● WHAT IS BEING ASKED
Among the records that follow, find the line with "In this picture, where can the eyebrow" and the line with "In this picture, where can the man". Set down those lines and all lines between them exactly, without adding anything.

● SOURCE DATA
====================
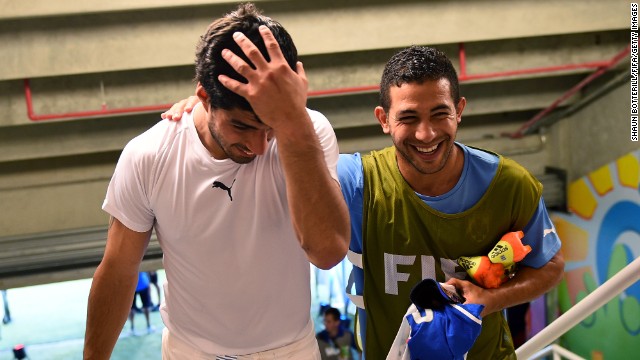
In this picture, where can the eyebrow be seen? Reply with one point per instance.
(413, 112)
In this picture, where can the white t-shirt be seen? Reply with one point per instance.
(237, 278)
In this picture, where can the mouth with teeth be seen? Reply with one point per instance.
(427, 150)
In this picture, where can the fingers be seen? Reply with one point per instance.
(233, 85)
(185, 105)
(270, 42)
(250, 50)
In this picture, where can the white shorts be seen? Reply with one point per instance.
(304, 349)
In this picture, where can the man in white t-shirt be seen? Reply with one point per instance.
====================
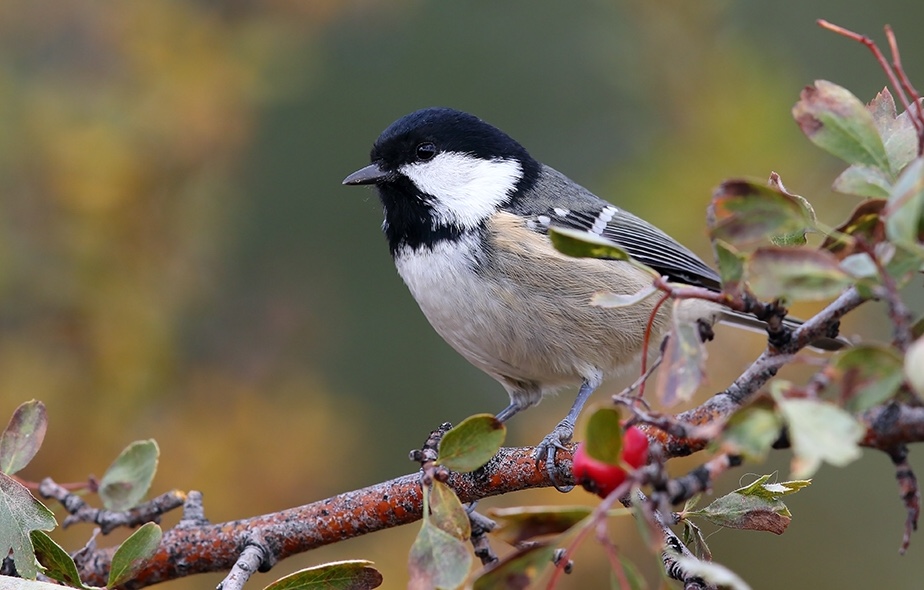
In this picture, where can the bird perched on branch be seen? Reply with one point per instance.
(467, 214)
====================
● YOUR SOLUTION
In this picture, where can the eyebrow be seen? Reply with one point per instance.
(413, 112)
In this picture, where can the white t-shirt be seen? Reply with one point per instance.
(237, 278)
In this picture, where can the mouth with teeth be seen? Reply with one point per instance.
(427, 150)
In this picture, where can the fingers be seen? Reply with one point per instance.
(233, 85)
(185, 105)
(270, 42)
(250, 50)
In this picture, where can the white shorts be seen? Reply with one point per instance.
(304, 349)
In this picture, where can the man in white t-shirt be seen? Reply with one point per instance.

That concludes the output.